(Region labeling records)

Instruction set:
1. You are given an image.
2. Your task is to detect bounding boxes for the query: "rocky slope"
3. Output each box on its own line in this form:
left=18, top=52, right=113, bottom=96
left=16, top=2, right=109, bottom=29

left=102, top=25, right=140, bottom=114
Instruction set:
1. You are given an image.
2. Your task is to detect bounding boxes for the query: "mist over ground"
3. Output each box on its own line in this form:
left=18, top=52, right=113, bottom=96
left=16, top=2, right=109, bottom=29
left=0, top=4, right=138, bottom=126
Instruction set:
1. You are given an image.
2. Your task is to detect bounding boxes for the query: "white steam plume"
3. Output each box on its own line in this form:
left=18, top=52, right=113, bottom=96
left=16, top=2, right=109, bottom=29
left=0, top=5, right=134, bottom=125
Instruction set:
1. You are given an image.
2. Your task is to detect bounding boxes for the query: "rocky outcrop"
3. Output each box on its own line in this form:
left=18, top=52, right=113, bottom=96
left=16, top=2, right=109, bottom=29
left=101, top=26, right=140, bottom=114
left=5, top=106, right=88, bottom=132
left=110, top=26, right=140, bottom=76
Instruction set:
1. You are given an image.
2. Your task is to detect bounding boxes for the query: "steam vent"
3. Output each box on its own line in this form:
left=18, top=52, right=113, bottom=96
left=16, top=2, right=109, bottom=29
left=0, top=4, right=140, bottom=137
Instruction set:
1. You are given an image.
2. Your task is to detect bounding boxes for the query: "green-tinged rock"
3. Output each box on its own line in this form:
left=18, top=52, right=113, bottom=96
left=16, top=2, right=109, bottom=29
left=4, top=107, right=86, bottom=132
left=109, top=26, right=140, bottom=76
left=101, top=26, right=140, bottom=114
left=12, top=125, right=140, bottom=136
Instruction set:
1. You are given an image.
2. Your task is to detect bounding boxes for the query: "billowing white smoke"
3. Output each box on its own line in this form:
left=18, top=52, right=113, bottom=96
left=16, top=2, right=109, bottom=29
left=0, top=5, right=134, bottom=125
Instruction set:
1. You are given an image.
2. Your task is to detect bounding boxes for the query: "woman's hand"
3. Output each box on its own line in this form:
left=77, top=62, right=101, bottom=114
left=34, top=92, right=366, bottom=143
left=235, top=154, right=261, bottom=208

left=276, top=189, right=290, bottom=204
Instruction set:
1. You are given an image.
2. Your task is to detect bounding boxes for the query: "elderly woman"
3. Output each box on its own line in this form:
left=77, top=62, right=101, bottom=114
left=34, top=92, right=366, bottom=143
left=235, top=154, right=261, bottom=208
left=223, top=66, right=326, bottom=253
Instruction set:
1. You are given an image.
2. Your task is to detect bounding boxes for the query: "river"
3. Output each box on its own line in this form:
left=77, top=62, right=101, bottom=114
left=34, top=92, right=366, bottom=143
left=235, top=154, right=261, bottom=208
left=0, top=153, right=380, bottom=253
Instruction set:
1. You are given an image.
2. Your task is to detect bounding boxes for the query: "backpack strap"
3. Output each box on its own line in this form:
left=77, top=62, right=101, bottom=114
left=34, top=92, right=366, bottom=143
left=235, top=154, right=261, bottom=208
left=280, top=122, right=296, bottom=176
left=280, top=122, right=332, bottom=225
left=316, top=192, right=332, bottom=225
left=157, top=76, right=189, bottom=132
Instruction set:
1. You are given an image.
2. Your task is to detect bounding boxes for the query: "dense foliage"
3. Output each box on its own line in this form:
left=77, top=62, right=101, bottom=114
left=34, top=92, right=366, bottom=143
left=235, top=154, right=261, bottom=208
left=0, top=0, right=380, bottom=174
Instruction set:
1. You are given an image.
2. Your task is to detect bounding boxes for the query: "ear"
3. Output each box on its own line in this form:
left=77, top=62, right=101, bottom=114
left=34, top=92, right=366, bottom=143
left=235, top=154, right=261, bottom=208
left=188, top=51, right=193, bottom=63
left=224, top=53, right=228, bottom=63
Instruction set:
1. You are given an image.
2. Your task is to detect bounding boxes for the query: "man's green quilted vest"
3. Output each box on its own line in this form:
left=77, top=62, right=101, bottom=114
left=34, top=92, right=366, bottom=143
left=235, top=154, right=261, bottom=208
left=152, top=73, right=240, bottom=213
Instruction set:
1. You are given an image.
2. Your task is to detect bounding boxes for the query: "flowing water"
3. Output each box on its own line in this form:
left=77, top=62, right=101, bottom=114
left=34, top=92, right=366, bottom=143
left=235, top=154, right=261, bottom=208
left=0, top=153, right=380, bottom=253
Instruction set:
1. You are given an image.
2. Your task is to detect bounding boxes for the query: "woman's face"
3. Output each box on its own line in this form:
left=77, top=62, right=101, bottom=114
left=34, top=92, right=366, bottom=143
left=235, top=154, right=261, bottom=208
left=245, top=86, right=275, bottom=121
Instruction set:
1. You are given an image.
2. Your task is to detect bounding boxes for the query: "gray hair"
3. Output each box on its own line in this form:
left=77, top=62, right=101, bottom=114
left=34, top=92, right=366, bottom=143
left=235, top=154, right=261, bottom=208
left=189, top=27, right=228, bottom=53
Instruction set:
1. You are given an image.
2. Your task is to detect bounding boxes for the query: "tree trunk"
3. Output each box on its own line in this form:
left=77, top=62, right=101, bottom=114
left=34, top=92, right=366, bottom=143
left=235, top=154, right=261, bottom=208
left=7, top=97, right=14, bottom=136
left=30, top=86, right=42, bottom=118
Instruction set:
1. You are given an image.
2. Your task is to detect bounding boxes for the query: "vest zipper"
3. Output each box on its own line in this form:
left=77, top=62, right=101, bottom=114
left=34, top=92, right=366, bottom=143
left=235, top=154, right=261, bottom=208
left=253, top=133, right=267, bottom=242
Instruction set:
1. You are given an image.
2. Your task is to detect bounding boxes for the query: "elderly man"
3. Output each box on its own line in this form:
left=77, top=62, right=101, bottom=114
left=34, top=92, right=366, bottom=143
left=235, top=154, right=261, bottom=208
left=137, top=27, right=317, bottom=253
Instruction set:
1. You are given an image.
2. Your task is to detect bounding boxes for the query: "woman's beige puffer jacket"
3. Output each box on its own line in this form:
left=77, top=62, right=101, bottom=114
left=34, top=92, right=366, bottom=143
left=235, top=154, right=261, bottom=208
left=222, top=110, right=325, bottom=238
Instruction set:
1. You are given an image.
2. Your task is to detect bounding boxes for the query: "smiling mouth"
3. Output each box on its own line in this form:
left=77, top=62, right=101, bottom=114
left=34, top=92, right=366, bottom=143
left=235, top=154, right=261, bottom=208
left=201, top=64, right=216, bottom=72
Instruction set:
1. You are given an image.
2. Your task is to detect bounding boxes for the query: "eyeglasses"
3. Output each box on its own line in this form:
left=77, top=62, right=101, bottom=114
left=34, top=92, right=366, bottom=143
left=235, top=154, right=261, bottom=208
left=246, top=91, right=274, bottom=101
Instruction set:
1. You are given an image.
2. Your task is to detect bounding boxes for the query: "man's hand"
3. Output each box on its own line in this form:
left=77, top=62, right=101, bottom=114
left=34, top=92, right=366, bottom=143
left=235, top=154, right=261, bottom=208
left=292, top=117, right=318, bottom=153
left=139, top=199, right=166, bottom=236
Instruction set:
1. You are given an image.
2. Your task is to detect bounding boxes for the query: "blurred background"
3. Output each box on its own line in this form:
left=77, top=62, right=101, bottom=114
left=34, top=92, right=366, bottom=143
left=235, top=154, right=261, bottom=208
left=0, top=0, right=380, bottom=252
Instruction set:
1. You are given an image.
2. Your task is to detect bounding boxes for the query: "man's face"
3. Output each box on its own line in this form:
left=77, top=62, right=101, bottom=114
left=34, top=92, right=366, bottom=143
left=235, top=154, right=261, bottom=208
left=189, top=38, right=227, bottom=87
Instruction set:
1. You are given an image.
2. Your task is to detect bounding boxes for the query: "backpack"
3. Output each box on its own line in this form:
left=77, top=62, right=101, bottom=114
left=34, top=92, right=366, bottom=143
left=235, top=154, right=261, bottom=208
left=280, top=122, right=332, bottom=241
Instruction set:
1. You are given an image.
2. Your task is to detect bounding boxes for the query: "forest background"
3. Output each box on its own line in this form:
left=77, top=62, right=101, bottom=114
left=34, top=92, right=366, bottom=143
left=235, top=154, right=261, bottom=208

◆ EXERCISE
Show each line of the data above that contains the word "background". Letter case must match.

◆ RIGHT ANSWER
2. Your task is to detect bounding boxes for the query: "blurred background"
2. Your task is to detect bounding boxes for the query: "forest background"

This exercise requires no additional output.